What is required: Recast the material below as a two-column CSV with the headers text and points. Give one row for each labeling text and the coordinates listed under it, put each value in a quoted field with line breaks turned into spaces, and leave out the pictures.

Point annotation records
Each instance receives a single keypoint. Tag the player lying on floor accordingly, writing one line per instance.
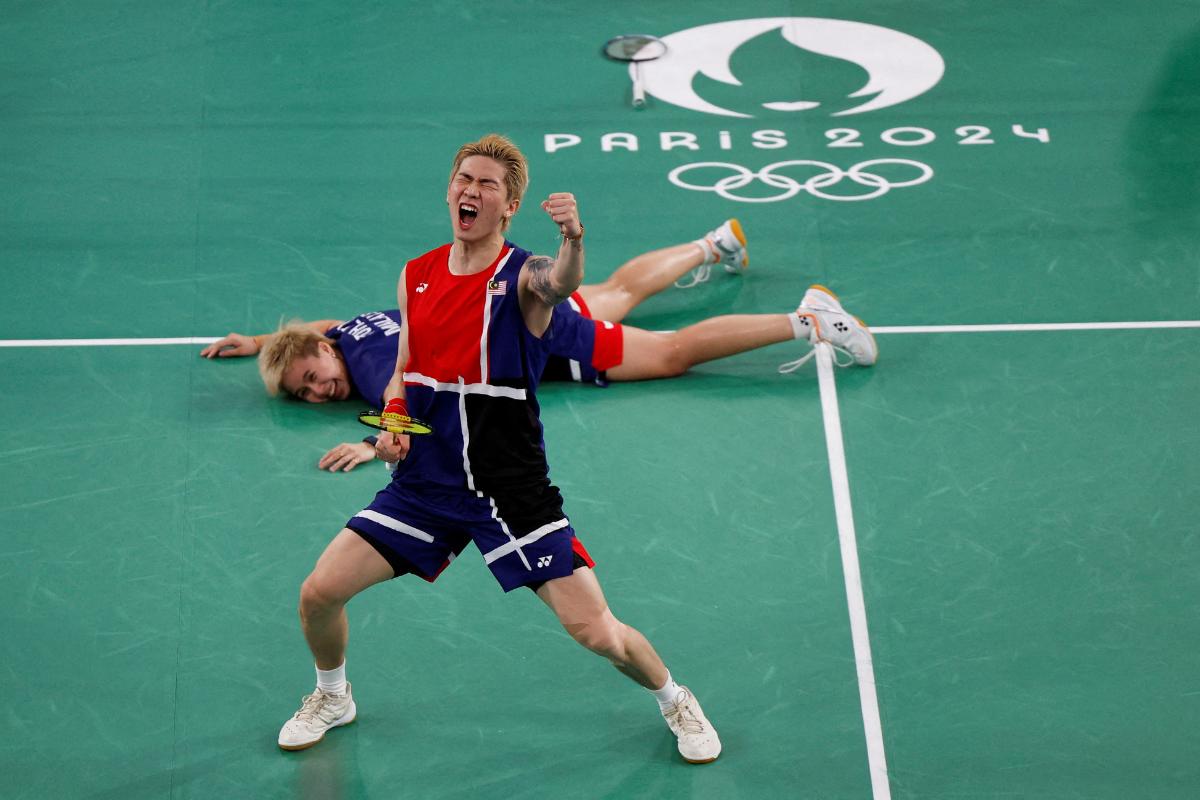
(334, 360)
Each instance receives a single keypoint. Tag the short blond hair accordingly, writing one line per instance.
(501, 150)
(294, 340)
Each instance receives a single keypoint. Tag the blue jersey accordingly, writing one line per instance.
(369, 346)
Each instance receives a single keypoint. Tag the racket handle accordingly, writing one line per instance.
(396, 407)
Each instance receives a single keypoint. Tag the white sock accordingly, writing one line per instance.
(666, 695)
(709, 251)
(331, 681)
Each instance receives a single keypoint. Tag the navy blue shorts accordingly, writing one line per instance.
(426, 530)
(581, 348)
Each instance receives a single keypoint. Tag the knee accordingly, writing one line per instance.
(672, 360)
(605, 636)
(317, 596)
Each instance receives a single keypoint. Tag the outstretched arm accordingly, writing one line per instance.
(238, 344)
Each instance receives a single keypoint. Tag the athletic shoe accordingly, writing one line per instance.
(318, 713)
(730, 245)
(727, 245)
(699, 743)
(825, 320)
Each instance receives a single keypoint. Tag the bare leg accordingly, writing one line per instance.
(347, 566)
(580, 606)
(639, 278)
(669, 354)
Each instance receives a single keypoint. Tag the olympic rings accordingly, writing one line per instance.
(831, 175)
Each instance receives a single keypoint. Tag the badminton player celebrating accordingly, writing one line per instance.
(471, 350)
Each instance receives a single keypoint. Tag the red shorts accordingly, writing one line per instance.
(609, 349)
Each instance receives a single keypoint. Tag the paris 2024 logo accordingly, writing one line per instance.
(697, 65)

Response to the exercise:
text,points
"Each instance receives a single keypoint. Tag the player lying on floor accordingly, writing one line per instance.","(334, 360)"
"Each instance receives a single keypoint. Tag the short blond hair accordingly, writing one line per instance.","(501, 150) (294, 340)"
"Each instance receives a single keypoint. Tag the blue jersey accordingly, writing one line per instance.","(369, 346)"
"Each instance receives a single keypoint. Tag the racket handle accordingly, writing one line per instance.","(396, 407)"
"Each instance receives a single keypoint. Tag the white sock accordingly, writing one line per instance.","(666, 695) (709, 251) (331, 681)"
"Each instance receives a single keypoint. Tag the navy blue shorts accordingly, writing one line per instance.","(426, 530) (581, 348)"
"Each instance receives a single keypoint. Tag the knee accordingly, writing one line per instance.","(672, 360) (605, 636) (317, 596)"
"Each instance receives a single keypoint. Tag the outstretched arm accordingly, writing one line per instance.","(238, 344)"
"Each instance receives a single keypoint. Tag the athletic shoe accordingly, writing one line per instance.","(318, 713) (730, 245) (727, 245) (699, 743) (825, 320)"
"Each instance receives a single keypoint. Tag the bare leg accordingly, writing one line per instance.","(347, 566) (580, 606) (639, 278) (669, 354)"
"Each instance receives a single keypoint. Tag the olympic rings accordingly, writing one line per instance.","(831, 175)"
"Each instance receives a single keypoint. Tag the badminton player celebrating accordingly, writing one line per instance.","(471, 350)"
"Each instance receives a single keypoint. Tag the red shorts accordingly, writing one line per instance.","(609, 349)"
"Each instance receives a single keypoint. Tag the paris 2024 logo accordingly, writing one line per instance.","(697, 65)"